# START OF Data supplied
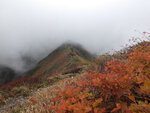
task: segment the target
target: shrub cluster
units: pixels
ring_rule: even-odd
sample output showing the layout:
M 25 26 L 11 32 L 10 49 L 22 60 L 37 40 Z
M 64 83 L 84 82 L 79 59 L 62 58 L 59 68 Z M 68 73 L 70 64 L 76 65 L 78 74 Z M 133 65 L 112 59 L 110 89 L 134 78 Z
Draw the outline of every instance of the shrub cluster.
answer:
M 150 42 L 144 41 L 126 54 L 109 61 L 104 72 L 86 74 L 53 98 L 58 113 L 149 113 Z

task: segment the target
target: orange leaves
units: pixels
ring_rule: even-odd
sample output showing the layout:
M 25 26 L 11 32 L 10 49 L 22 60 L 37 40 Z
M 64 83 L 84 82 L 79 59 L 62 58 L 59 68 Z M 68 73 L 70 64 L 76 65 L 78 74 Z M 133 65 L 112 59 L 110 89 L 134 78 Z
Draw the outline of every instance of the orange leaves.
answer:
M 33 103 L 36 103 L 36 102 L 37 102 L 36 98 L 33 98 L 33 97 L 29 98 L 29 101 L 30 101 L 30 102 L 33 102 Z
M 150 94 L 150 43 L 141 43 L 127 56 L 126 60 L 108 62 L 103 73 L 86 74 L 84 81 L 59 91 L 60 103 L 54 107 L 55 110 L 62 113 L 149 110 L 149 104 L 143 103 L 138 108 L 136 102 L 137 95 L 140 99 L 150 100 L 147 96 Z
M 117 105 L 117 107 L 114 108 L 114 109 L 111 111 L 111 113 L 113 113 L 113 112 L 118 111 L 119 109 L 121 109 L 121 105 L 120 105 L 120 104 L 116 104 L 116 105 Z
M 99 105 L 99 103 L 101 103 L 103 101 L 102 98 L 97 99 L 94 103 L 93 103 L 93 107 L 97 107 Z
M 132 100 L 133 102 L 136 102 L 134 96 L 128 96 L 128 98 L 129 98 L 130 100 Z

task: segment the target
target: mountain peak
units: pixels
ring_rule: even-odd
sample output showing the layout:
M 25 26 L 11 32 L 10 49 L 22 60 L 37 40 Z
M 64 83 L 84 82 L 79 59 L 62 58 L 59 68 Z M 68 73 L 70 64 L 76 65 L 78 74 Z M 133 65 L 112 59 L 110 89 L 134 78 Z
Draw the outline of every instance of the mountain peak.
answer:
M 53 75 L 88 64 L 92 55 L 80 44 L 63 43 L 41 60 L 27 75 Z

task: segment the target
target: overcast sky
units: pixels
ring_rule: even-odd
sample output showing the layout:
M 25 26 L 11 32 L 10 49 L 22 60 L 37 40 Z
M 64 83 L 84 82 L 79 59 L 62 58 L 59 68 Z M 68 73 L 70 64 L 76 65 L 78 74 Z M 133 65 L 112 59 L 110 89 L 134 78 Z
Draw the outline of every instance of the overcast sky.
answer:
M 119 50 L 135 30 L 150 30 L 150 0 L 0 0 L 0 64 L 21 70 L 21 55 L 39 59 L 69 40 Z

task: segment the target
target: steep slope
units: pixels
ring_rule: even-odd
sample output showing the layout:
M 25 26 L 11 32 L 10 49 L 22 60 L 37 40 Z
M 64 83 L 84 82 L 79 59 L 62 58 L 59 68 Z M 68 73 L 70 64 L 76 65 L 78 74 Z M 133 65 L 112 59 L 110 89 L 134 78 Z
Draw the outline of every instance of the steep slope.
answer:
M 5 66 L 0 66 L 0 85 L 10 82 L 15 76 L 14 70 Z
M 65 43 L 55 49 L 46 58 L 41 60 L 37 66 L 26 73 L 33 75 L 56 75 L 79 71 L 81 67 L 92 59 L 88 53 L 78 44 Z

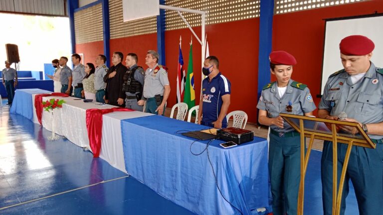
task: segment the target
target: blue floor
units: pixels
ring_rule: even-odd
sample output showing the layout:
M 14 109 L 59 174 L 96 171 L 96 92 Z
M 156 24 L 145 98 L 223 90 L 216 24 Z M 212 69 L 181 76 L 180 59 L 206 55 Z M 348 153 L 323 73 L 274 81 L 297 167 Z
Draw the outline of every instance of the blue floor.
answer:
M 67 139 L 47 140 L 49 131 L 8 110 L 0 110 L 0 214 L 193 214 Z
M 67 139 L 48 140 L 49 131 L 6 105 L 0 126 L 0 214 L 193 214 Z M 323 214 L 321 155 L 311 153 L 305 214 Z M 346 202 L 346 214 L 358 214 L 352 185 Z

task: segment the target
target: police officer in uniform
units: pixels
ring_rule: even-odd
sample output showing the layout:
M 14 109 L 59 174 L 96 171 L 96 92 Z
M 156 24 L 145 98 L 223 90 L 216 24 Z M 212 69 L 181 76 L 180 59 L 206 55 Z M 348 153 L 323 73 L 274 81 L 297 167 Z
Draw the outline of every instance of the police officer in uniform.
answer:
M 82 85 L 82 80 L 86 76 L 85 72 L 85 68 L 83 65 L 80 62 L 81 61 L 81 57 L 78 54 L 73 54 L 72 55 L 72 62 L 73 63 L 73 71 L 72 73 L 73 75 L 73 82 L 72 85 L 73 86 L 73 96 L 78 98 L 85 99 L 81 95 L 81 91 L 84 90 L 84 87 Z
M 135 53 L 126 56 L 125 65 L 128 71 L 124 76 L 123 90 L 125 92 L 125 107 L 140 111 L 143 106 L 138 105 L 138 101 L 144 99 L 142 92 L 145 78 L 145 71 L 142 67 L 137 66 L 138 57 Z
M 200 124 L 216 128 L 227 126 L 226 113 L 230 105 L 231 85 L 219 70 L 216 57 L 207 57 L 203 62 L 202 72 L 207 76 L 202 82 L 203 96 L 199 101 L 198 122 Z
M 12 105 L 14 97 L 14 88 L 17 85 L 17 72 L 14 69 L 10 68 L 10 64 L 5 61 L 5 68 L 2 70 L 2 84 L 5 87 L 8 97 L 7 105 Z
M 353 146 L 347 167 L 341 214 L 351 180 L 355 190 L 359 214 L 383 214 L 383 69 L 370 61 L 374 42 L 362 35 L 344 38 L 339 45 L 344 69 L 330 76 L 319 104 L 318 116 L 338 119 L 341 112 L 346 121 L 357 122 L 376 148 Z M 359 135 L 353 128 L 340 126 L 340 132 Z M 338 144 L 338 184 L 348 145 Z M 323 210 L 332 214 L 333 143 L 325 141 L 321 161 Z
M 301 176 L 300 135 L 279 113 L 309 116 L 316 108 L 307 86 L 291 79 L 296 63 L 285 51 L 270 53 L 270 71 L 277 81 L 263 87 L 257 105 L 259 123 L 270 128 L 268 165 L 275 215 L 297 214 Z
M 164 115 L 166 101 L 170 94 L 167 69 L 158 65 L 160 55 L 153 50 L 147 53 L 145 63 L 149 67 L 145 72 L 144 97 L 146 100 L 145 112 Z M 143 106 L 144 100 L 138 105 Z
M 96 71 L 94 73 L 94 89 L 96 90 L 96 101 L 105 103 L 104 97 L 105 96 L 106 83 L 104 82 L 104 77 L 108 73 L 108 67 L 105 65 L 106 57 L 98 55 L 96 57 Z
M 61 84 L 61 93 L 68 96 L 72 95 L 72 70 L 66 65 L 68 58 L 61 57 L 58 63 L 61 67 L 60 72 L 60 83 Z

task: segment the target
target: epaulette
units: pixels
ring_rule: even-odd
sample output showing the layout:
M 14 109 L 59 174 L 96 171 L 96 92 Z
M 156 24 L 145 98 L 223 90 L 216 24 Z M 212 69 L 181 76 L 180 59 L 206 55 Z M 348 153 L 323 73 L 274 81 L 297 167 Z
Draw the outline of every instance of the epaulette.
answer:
# END OF Data supplied
* _Exercise_
Copy every item above word for word, without the pictures.

* _The output_
task: segment the target
target: shrub cluster
units: pixels
ring_rule: even-odd
sample output showing the layout:
M 25 26 L 11 32 L 10 49 L 22 60 L 37 40 Z
M 64 83 L 84 82 L 79 59 L 62 58 L 59 68 Z M 68 73 L 70 64 L 76 65 L 78 74 Z M 133 65 L 112 59 L 110 89 L 134 78 Z
Draw the outline of every instance of the shrub cluster.
answer:
M 150 42 L 144 41 L 126 54 L 109 61 L 104 72 L 86 74 L 53 98 L 58 113 L 149 113 Z

task: segment the target
target: orange leaves
units: pixels
ring_rule: even-odd
sample output showing the layout:
M 25 26 L 11 32 L 10 49 L 22 60 L 37 40 Z
M 64 83 L 84 82 L 79 59 L 62 58 L 59 68 Z M 68 73 L 70 64 L 76 65 L 78 74 Z M 133 65 L 112 59 L 110 89 L 134 78 Z
Draw the outline of every instance of the orange leaves.
answer:
M 33 103 L 36 103 L 36 102 L 37 102 L 36 98 L 33 98 L 33 97 L 29 98 L 29 101 L 30 101 L 30 102 L 33 102 Z
M 150 94 L 150 43 L 141 43 L 127 56 L 126 60 L 108 62 L 103 73 L 86 74 L 84 81 L 59 91 L 60 103 L 54 107 L 55 110 L 62 113 L 149 110 L 149 104 L 143 103 L 138 108 L 136 102 L 137 95 L 140 99 L 150 100 L 147 96 Z
M 117 105 L 117 107 L 114 108 L 114 109 L 111 111 L 111 113 L 113 113 L 113 112 L 118 111 L 119 109 L 121 109 L 121 105 L 120 105 L 120 104 L 116 104 L 116 105 Z
M 99 105 L 99 103 L 101 103 L 103 101 L 102 98 L 97 99 L 94 103 L 93 103 L 93 107 L 97 107 Z
M 132 100 L 133 102 L 136 102 L 134 96 L 128 96 L 128 98 L 129 98 L 130 100 Z

task: segment the target
target: mountain peak
units: pixels
ring_rule: even-odd
sample output showing the layout:
M 25 26 L 11 32 L 10 49 L 22 60 L 37 40 Z
M 64 83 L 84 82 L 79 59 L 62 58 L 59 68 Z M 68 73 L 70 64 L 76 65 L 78 74 Z M 133 65 L 112 59 L 110 89 L 134 78 Z
Draw the outline of every instance of the mountain peak.
answer:
M 53 75 L 88 64 L 92 55 L 80 44 L 63 43 L 41 60 L 27 75 Z

task: segment the target
target: overcast sky
units: pixels
ring_rule: even-odd
sample output showing the layout:
M 25 26 L 11 32 L 10 49 L 22 60 L 37 40 Z
M 64 83 L 84 82 L 79 59 L 62 58 L 59 68 Z M 68 73 L 70 64 L 76 65 L 78 74 Z M 133 65 L 112 59 L 110 89 L 134 78 Z
Draw the outline of every instance of the overcast sky.
answer:
M 119 50 L 135 30 L 150 30 L 150 0 L 0 0 L 0 64 L 21 70 L 21 55 L 39 59 L 69 40 Z

task: segment the target
target: steep slope
units: pixels
ring_rule: even-odd
sample output showing the layout:
M 25 26 L 11 32 L 10 49 L 22 60 L 37 40 Z
M 64 83 L 84 82 L 79 59 L 62 58 L 59 68 Z M 68 73 L 70 64 L 76 65 L 78 74 Z M 133 65 L 112 59 L 110 89 L 134 78 Z
Draw the outline of every instance of the steep slope.
answer:
M 5 66 L 0 66 L 0 85 L 10 82 L 15 76 L 14 70 Z
M 65 43 L 55 49 L 46 58 L 41 60 L 37 66 L 26 73 L 33 75 L 56 75 L 79 71 L 81 67 L 92 59 L 88 53 L 78 44 Z

task: segment the target
target: blue floor
units: pixels
ring_rule: even-odd
sample output showing the layout:
M 14 109 L 59 174 L 96 171 L 96 92 Z
M 156 24 L 145 98 L 223 90 L 216 24 Z M 212 69 L 181 76 L 180 59 L 206 55 Z M 348 153 L 323 73 L 274 81 L 297 167 Z
Draw the outline of every instance of the blue floor.
answer:
M 67 139 L 47 140 L 49 131 L 8 110 L 0 110 L 0 214 L 193 214 Z
M 67 139 L 48 140 L 49 131 L 6 105 L 0 126 L 0 214 L 193 214 Z M 323 214 L 321 155 L 311 153 L 305 214 Z M 346 202 L 346 214 L 358 214 L 352 185 Z

task: segment the target
target: police officer in uniform
units: pixels
ring_rule: even-odd
sample output showing the layout:
M 14 109 L 59 174 L 96 171 L 96 92 Z
M 156 24 L 145 98 L 223 90 L 216 24 Z M 212 69 L 181 76 L 180 59 L 206 55 Z M 348 153 L 323 73 L 274 81 L 297 167 Z
Draw the outline of every instance of the police officer in uniform.
answer:
M 82 85 L 82 80 L 86 76 L 85 72 L 85 68 L 83 65 L 80 62 L 81 61 L 81 57 L 78 54 L 73 54 L 72 55 L 72 62 L 73 63 L 73 71 L 72 73 L 73 75 L 73 82 L 72 85 L 73 86 L 73 96 L 78 98 L 85 99 L 81 95 L 81 91 L 84 90 L 84 87 Z
M 135 53 L 126 56 L 125 65 L 128 71 L 124 76 L 123 90 L 125 92 L 125 107 L 140 111 L 143 106 L 138 105 L 138 101 L 144 99 L 142 92 L 145 78 L 145 71 L 142 67 L 137 66 L 138 57 Z
M 200 124 L 216 128 L 227 126 L 226 113 L 230 105 L 231 85 L 219 70 L 216 57 L 207 57 L 203 62 L 202 72 L 207 76 L 202 82 L 203 96 L 199 101 L 198 122 Z
M 12 105 L 14 97 L 14 88 L 17 85 L 17 72 L 14 69 L 10 68 L 10 64 L 5 61 L 5 68 L 2 70 L 2 84 L 5 87 L 8 97 L 7 105 Z
M 353 146 L 347 167 L 341 214 L 351 180 L 355 190 L 359 214 L 383 214 L 383 69 L 370 61 L 374 42 L 362 35 L 344 38 L 339 45 L 344 69 L 330 76 L 319 104 L 318 116 L 338 119 L 341 112 L 346 121 L 357 122 L 376 148 Z M 359 135 L 353 128 L 340 126 L 340 132 Z M 338 144 L 338 184 L 348 145 Z M 323 210 L 332 214 L 333 143 L 325 141 L 321 161 Z
M 301 176 L 300 135 L 279 113 L 309 116 L 316 108 L 307 86 L 291 79 L 296 63 L 285 51 L 270 53 L 270 71 L 277 81 L 263 87 L 257 105 L 259 123 L 270 128 L 268 165 L 275 215 L 297 214 Z
M 164 115 L 166 101 L 170 94 L 167 69 L 158 65 L 160 55 L 153 50 L 147 53 L 145 63 L 149 67 L 145 72 L 144 97 L 146 100 L 145 112 Z M 143 106 L 144 100 L 138 105 Z
M 96 71 L 94 73 L 94 89 L 96 90 L 96 101 L 105 103 L 104 97 L 105 96 L 106 83 L 104 82 L 104 77 L 108 73 L 108 67 L 105 65 L 106 57 L 98 55 L 96 57 Z
M 61 84 L 61 93 L 68 96 L 72 95 L 72 70 L 66 65 L 68 58 L 61 57 L 58 63 L 61 67 L 60 72 L 60 83 Z

task: segment the target
target: epaulette
units: pixels
ring_rule: even-odd
sample output showing the layout:
M 14 109 L 59 174 L 96 171 L 96 92 Z
M 156 24 L 145 98 L 223 90 L 216 24 Z M 212 69 L 181 76 L 180 59 L 206 55 Z M 348 153 L 323 73 L 274 81 L 297 167 Z
Draw the outline of every instance of the epaulette.
answer:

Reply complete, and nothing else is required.